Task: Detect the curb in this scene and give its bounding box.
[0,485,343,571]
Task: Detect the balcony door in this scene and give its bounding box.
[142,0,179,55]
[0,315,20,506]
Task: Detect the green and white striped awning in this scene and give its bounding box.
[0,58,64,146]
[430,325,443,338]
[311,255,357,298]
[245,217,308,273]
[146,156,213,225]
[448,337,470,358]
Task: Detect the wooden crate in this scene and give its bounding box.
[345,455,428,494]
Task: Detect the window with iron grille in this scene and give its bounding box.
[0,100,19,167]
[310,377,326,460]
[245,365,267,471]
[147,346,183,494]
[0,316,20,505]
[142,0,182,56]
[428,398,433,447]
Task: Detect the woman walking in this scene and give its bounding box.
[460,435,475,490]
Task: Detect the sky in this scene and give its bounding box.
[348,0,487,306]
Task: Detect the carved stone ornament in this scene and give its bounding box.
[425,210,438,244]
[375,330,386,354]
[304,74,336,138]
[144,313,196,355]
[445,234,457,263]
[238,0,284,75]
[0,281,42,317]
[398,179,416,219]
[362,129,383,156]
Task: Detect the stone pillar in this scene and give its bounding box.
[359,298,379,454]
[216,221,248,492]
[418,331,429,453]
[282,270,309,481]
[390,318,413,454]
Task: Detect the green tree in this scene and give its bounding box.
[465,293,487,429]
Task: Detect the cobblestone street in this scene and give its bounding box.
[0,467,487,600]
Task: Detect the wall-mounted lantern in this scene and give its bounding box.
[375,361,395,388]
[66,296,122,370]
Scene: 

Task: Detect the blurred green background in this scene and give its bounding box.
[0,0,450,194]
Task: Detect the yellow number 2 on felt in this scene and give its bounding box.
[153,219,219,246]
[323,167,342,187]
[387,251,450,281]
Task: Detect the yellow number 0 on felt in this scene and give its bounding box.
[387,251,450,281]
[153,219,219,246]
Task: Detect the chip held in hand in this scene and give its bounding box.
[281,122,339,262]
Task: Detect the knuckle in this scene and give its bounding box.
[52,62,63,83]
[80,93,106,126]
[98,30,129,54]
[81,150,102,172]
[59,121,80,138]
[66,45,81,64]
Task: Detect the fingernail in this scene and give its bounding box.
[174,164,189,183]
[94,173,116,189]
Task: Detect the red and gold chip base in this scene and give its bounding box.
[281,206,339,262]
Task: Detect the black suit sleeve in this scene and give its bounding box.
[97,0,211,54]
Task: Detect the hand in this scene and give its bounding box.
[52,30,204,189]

= = = =

What is required
Return the lines of the listing above from the line containing "Task: Detect the yellow number 2" through the line containing "[66,45,81,64]", inclusive, exactly as they appear.

Result below
Task: Detect the yellow number 2 on felt in this scene and give its bounding box.
[153,219,219,246]
[323,167,342,187]
[387,251,450,281]
Task: Detect the yellow number 0 on felt in this scene and give its bounding box.
[387,251,450,281]
[153,219,219,246]
Task: Detect the chip held in hand in this scene and give its bounding box.
[281,122,339,262]
Task: Detect the knuckle in this scene and give its bounding box.
[52,62,63,83]
[80,93,106,126]
[98,30,129,54]
[81,150,102,172]
[59,121,80,138]
[66,45,81,64]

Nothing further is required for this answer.